= Beginning of Section =
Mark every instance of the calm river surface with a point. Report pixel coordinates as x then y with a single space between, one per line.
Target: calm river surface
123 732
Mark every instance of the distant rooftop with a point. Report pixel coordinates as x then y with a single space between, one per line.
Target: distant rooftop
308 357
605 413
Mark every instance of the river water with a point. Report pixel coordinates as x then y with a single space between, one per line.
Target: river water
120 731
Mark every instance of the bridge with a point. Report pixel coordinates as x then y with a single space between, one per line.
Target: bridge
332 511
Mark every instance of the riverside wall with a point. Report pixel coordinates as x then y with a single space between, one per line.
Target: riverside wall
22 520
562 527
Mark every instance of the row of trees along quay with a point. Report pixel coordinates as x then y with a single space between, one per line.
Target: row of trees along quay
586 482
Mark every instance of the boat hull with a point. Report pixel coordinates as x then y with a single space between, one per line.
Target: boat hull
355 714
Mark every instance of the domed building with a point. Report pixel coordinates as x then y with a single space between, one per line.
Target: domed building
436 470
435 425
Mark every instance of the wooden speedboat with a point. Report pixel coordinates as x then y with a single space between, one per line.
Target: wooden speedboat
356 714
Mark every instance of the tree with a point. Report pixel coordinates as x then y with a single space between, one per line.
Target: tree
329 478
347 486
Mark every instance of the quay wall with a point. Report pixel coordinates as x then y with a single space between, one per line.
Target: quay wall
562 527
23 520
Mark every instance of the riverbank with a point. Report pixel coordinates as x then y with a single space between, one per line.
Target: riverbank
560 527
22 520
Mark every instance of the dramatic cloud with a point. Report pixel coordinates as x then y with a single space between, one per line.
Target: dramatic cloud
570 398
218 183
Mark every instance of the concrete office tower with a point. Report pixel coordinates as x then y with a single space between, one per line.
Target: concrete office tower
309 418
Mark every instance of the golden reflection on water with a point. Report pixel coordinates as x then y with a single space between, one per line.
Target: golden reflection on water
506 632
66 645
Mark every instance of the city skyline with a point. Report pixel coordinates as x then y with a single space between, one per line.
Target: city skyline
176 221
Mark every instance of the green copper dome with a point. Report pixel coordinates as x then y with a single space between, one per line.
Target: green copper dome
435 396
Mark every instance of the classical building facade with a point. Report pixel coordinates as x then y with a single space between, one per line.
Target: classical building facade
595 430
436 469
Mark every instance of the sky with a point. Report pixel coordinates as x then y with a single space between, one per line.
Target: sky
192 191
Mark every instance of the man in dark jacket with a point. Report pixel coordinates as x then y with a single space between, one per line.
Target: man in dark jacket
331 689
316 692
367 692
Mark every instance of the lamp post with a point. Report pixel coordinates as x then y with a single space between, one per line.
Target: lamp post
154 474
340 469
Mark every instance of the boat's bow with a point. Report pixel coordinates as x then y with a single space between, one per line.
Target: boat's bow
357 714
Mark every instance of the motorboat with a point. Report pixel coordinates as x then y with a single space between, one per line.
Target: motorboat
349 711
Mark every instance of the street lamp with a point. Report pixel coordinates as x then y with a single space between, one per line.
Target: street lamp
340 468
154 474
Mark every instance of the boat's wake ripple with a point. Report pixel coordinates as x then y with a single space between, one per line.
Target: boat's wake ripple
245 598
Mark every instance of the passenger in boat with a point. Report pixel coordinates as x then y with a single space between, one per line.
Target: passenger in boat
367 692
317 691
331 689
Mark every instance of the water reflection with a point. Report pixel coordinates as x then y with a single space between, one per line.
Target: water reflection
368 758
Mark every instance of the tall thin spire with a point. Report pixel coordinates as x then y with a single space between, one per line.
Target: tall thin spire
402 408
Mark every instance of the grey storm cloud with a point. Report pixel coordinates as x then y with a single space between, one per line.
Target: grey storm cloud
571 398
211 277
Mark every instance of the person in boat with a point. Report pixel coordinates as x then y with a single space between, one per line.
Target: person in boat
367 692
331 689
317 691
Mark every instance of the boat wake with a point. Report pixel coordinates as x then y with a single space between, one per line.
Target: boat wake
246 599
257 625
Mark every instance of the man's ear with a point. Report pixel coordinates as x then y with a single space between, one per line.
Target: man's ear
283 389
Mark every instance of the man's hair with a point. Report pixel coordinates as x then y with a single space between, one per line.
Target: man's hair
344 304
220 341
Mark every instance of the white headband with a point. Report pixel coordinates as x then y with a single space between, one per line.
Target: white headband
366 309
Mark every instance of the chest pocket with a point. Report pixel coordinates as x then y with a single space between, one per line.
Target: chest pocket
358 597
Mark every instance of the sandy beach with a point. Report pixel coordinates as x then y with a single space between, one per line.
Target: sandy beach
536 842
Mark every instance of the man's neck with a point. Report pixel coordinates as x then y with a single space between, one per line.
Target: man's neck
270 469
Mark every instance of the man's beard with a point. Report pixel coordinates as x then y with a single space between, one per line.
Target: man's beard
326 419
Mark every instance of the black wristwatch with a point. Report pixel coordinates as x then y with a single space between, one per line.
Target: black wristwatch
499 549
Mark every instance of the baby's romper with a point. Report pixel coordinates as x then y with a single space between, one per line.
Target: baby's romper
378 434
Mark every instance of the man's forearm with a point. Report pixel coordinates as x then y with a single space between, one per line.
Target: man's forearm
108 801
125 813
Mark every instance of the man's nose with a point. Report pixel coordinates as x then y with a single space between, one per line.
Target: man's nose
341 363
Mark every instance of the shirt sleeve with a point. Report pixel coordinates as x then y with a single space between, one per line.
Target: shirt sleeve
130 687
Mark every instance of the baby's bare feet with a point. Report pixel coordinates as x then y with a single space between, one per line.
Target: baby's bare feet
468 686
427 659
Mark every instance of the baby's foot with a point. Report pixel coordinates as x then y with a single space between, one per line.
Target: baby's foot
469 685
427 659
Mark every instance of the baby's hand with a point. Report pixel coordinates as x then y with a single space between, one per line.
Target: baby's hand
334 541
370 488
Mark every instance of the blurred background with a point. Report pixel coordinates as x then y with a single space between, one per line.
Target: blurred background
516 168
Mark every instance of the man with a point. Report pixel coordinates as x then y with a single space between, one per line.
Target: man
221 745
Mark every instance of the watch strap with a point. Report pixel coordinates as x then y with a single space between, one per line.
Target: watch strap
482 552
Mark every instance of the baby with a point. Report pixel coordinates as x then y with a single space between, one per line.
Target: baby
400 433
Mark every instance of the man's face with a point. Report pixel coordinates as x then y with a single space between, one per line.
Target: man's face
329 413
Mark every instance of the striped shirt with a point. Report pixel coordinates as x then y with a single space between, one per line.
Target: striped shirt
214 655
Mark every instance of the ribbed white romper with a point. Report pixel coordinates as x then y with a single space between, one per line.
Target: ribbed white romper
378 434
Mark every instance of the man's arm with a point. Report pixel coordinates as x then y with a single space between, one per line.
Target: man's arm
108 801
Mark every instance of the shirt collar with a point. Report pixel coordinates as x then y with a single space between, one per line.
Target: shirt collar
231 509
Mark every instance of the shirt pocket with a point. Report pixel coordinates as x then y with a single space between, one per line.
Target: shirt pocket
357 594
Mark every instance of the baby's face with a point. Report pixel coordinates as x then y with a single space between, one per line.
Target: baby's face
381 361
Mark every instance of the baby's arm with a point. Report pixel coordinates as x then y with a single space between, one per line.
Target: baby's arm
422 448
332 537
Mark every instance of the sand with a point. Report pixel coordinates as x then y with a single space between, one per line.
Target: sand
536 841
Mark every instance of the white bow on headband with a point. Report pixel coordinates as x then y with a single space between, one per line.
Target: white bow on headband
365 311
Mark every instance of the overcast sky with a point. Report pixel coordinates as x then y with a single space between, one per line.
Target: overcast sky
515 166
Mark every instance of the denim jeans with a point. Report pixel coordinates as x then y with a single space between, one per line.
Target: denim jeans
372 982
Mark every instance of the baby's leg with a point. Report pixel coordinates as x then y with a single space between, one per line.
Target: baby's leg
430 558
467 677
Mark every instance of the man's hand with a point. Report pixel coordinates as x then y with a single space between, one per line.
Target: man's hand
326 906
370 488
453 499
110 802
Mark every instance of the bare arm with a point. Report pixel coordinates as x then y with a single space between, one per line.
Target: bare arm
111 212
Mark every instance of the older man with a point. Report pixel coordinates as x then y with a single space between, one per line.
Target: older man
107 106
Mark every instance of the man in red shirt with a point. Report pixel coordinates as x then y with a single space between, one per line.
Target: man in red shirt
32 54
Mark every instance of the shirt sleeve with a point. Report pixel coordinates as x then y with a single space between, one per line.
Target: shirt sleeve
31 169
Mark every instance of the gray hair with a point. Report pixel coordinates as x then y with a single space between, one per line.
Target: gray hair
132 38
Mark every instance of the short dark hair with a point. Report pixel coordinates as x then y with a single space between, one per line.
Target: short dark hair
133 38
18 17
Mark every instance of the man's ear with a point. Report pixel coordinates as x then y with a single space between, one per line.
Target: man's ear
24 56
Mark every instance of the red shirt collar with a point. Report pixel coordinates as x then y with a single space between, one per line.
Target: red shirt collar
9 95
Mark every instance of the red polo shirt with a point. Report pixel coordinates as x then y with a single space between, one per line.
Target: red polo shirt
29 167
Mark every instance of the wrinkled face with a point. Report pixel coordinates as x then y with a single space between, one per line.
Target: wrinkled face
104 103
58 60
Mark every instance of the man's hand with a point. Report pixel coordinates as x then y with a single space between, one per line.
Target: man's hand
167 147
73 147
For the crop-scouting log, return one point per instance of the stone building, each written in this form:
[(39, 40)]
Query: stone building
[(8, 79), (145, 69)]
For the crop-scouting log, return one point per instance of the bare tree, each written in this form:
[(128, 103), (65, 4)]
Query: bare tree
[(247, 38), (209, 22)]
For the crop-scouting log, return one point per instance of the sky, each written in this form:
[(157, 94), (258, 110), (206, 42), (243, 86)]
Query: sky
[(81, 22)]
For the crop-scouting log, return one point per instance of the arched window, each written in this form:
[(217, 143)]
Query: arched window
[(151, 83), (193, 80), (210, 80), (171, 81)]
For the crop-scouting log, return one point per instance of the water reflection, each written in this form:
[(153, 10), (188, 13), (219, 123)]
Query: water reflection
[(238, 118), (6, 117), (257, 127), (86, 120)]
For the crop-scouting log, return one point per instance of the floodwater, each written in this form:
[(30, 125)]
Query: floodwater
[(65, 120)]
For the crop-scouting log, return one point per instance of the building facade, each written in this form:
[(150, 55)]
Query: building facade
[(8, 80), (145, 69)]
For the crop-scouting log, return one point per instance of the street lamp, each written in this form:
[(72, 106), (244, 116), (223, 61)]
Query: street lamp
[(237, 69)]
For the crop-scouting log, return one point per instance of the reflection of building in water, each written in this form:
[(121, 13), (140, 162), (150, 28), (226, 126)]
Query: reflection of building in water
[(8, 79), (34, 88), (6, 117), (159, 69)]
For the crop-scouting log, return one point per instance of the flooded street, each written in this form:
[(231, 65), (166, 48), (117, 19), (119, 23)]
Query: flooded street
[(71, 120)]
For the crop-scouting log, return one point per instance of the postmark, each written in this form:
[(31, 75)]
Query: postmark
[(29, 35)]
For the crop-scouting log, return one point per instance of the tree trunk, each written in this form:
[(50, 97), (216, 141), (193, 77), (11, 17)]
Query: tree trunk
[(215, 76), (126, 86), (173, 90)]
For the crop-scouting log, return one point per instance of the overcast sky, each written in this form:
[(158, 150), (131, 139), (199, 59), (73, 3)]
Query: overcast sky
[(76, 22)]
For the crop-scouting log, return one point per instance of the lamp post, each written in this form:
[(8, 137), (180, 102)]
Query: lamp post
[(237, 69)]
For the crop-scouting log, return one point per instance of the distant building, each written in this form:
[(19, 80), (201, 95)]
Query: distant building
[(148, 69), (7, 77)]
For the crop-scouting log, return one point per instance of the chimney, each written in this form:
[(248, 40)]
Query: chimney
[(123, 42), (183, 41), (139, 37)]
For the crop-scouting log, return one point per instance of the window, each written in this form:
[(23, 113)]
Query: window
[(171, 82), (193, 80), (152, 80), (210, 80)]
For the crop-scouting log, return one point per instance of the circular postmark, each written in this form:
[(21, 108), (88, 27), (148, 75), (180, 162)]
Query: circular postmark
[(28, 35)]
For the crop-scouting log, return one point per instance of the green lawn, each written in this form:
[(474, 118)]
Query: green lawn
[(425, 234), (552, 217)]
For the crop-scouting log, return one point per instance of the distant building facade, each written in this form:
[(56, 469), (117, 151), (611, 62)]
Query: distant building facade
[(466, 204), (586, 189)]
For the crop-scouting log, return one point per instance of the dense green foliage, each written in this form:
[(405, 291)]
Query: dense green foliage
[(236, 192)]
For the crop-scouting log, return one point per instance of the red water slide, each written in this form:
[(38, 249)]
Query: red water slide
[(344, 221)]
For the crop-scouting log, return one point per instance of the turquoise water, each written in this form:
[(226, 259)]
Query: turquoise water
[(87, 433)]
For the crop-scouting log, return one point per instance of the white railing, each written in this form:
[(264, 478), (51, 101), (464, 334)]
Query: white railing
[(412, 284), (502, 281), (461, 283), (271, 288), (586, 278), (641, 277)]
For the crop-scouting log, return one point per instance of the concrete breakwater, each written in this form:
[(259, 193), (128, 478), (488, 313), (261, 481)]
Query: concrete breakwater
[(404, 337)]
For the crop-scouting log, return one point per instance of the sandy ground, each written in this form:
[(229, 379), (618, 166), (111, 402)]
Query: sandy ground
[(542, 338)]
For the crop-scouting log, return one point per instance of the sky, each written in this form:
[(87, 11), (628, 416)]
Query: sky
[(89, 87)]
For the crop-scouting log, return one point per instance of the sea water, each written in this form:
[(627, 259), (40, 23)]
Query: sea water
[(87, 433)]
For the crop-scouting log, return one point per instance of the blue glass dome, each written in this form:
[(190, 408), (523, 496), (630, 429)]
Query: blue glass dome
= End of Section =
▶ Required work
Search the entries for the word "blue", then copy every line in which it is found.

▶ Task answer
For the crop-scouting log, return one point per instance of the blue glass dome, each written in this form:
Query: blue glass dome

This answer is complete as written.